◆ Stored data:

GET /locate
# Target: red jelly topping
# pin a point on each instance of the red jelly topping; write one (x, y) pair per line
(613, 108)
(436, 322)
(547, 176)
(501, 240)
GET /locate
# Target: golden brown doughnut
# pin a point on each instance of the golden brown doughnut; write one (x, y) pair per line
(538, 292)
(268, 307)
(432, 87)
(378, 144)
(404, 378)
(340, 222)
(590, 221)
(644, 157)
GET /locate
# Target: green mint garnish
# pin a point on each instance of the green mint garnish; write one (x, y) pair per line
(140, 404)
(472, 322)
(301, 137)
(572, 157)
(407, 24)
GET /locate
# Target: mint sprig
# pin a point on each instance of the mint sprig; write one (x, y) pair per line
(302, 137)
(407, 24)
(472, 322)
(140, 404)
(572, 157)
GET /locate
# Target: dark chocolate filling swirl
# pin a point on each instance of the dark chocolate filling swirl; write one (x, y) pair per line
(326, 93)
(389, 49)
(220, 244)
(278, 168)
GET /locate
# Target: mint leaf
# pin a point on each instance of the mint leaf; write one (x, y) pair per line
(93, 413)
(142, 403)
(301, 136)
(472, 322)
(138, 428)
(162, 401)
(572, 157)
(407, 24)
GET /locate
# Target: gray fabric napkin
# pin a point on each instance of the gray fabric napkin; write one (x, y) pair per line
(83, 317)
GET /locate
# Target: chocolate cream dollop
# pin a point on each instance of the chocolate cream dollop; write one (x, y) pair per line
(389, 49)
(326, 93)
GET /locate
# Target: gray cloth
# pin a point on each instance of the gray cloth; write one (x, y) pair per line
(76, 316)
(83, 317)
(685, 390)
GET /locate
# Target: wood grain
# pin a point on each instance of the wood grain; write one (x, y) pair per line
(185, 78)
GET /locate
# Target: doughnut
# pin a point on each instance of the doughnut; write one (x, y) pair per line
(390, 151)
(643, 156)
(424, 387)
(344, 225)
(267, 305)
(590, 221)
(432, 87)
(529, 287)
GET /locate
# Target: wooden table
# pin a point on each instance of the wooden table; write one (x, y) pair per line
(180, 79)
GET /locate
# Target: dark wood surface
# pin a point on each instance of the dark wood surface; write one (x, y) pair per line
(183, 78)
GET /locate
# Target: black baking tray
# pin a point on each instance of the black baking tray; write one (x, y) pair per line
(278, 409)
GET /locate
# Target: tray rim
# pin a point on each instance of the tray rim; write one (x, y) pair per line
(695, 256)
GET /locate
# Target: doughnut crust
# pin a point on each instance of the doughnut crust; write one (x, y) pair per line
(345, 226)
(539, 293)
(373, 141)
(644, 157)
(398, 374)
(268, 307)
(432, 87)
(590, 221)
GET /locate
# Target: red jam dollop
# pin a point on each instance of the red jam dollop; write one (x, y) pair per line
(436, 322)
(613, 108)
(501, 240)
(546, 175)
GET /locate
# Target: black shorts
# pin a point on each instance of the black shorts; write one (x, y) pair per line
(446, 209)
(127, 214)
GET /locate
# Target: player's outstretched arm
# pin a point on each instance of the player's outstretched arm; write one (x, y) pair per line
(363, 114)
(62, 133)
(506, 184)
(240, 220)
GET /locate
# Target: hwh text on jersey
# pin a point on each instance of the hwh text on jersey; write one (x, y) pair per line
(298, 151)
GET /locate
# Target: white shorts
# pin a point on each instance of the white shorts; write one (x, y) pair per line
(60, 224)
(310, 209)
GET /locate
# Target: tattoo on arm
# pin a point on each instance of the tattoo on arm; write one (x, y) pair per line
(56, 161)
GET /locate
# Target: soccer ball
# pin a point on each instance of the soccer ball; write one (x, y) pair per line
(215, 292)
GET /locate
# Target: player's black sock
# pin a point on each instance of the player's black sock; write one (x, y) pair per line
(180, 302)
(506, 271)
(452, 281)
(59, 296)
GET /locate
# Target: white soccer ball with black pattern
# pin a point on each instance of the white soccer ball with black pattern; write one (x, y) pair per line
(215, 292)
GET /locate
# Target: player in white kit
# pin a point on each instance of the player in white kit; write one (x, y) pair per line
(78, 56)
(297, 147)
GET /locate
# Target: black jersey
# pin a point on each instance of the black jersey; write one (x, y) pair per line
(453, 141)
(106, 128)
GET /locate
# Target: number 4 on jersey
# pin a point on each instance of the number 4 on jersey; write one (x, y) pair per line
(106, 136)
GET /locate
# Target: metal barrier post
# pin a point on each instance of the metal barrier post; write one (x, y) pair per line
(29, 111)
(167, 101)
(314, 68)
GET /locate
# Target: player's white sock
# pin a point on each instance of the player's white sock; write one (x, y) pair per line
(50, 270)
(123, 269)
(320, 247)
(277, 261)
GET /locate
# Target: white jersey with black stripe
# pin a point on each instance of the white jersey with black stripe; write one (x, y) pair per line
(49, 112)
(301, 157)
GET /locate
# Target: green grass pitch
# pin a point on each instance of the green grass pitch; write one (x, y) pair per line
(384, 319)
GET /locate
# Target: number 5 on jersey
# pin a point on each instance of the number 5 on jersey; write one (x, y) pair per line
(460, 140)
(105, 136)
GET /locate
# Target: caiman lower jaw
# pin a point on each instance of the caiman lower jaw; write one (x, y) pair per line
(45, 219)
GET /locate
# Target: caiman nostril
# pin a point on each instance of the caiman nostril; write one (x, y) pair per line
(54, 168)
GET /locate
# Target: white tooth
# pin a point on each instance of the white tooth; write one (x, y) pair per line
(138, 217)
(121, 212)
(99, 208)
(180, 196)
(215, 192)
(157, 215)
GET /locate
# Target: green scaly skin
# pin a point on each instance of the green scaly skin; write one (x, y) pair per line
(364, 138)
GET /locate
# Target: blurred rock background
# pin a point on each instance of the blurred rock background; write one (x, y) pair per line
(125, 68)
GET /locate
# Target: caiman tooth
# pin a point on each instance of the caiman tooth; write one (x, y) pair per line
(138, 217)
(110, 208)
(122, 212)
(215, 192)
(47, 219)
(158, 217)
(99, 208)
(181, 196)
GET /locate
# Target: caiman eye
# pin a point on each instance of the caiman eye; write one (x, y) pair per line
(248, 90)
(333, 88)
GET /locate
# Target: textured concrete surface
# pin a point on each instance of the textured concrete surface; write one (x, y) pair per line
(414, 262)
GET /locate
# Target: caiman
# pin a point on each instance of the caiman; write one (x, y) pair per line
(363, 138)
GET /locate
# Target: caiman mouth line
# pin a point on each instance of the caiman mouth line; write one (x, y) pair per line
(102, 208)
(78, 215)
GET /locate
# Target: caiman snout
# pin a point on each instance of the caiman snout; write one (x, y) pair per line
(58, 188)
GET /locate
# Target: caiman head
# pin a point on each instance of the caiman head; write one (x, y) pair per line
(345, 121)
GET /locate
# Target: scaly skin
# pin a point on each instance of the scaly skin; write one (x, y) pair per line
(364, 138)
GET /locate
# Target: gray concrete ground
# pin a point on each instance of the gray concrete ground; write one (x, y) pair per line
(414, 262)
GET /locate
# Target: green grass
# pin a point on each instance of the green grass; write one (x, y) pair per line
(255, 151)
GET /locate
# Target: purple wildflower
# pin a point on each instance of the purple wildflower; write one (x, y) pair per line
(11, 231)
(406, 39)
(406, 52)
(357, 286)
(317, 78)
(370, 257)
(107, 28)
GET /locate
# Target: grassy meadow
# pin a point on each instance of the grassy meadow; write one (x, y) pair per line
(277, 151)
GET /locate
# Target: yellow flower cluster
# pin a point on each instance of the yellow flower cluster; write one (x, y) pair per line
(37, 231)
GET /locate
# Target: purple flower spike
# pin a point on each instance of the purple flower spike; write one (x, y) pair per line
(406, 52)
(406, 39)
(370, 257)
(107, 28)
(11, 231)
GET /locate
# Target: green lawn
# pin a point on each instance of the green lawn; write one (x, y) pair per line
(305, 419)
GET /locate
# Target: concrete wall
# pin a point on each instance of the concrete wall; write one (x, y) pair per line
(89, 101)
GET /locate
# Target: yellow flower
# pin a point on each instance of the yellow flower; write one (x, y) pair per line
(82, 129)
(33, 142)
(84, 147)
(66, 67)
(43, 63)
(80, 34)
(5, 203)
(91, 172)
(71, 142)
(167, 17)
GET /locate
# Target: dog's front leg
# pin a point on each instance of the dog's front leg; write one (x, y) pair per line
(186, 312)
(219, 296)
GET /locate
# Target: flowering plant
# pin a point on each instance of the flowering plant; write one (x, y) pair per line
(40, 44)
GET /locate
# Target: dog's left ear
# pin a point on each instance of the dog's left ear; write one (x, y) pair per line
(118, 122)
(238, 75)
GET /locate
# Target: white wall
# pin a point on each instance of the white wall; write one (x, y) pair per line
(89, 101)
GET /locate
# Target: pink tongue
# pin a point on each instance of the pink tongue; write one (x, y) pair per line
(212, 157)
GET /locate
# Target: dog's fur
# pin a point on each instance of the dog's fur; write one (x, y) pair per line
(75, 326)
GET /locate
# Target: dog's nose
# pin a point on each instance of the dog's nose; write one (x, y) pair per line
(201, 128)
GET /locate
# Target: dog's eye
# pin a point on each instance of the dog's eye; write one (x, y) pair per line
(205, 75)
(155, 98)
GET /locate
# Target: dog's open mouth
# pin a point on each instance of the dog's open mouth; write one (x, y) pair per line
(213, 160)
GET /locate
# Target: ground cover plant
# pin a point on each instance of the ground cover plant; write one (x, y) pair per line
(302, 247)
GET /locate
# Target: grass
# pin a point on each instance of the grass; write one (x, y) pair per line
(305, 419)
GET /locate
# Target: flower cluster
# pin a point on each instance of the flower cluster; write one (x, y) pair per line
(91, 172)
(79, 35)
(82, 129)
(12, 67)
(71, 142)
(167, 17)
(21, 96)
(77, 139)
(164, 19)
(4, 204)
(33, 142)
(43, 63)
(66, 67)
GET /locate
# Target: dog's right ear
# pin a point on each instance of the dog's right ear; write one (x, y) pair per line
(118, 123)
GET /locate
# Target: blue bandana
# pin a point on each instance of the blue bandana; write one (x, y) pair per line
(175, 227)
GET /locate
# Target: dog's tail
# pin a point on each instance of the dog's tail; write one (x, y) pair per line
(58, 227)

◆ What to produce: Collect every line of the data above that contains the word "stripe", copying each one in full.

◆ Reply to the exercise:
# Target: white jersey with black stripe
# pin a point on each instance of the white jersey with black stripe; write one (x, y) pair per line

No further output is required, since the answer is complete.